# DATA
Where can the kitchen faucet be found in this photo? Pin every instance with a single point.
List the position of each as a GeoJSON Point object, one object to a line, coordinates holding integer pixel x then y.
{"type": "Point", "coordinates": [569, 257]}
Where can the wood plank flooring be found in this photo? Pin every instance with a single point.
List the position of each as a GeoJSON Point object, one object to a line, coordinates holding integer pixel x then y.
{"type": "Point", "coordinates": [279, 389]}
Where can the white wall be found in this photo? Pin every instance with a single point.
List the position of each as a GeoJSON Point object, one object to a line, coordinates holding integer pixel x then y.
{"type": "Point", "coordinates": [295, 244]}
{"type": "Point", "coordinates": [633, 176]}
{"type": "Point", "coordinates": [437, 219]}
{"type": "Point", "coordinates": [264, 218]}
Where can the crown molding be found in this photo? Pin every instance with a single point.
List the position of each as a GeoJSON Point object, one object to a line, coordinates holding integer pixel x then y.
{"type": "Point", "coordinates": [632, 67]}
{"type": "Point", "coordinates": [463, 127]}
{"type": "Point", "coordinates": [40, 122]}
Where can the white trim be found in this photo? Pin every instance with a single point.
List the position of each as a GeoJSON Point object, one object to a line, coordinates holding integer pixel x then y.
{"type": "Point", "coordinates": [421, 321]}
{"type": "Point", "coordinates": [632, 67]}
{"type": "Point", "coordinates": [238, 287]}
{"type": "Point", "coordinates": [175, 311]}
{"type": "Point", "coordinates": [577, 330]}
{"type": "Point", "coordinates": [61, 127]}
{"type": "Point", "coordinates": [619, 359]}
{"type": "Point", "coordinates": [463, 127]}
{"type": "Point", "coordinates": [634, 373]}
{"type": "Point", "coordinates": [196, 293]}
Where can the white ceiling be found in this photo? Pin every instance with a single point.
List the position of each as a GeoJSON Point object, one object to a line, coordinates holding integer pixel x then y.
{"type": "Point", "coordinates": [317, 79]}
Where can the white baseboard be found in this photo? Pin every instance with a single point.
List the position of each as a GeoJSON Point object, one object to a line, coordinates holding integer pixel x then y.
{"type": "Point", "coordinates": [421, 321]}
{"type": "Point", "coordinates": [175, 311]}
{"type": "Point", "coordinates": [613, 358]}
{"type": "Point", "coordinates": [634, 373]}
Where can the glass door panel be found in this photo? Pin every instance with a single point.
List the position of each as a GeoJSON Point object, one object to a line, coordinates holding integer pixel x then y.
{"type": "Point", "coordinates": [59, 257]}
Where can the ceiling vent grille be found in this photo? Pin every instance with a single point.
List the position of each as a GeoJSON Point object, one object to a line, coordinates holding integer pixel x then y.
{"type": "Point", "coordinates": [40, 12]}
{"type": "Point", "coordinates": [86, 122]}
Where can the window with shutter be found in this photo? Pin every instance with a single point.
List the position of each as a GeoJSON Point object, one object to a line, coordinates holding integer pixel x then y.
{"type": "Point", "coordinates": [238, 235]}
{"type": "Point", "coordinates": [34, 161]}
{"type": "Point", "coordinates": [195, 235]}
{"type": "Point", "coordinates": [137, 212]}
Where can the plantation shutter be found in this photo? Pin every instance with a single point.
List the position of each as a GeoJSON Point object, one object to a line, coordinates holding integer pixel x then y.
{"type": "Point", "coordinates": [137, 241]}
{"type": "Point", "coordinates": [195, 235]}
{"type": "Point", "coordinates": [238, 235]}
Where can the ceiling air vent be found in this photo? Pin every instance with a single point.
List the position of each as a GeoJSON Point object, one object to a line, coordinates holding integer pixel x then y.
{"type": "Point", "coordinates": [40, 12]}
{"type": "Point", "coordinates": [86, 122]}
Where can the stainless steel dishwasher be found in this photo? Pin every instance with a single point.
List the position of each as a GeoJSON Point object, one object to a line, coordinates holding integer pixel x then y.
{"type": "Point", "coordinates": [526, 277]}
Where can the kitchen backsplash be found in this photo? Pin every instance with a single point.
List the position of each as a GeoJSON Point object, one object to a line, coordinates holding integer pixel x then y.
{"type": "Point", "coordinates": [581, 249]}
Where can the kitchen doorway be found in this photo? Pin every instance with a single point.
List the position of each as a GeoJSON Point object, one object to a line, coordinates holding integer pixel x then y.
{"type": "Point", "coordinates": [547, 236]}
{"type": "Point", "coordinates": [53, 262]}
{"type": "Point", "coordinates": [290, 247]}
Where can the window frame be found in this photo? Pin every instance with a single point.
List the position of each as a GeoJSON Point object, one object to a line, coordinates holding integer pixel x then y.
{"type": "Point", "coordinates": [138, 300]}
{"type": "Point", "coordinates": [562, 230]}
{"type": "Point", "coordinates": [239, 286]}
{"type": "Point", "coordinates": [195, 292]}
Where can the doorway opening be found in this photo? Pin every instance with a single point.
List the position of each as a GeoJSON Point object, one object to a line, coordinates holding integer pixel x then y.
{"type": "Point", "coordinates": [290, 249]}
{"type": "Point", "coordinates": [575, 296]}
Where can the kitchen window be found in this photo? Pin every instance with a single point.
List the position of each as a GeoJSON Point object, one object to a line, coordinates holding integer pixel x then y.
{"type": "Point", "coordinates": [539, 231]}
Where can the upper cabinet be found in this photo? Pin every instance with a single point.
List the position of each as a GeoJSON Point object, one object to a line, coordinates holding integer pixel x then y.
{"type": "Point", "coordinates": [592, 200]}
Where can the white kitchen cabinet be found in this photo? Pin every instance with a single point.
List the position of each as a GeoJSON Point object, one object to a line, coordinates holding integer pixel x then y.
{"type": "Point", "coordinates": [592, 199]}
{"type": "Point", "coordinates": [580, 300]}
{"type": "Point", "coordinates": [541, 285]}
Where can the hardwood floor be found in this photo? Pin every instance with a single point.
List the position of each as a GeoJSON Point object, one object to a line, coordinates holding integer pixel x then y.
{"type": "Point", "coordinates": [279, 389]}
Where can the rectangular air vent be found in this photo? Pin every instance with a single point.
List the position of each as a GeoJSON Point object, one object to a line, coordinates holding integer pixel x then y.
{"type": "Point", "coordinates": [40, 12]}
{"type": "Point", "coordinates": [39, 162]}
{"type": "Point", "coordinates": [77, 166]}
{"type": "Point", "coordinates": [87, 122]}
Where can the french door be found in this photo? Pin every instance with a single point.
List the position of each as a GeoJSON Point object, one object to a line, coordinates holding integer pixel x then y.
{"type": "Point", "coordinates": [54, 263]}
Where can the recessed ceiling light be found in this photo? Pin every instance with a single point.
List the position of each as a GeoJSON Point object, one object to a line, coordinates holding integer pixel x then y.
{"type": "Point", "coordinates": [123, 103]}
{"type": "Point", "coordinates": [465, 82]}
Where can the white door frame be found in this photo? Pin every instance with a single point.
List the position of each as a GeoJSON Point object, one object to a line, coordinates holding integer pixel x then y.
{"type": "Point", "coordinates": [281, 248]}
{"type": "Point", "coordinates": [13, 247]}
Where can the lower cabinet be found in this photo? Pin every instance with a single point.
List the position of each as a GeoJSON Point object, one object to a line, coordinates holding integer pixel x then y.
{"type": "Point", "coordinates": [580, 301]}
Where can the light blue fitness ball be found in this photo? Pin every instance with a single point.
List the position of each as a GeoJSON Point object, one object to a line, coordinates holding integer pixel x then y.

# INSTRUCTIONS TO FOLLOW
Tally the lines of the listing above that contain the word "kitchen" and state the result as a bare number.

# WORKED SOLUTION
5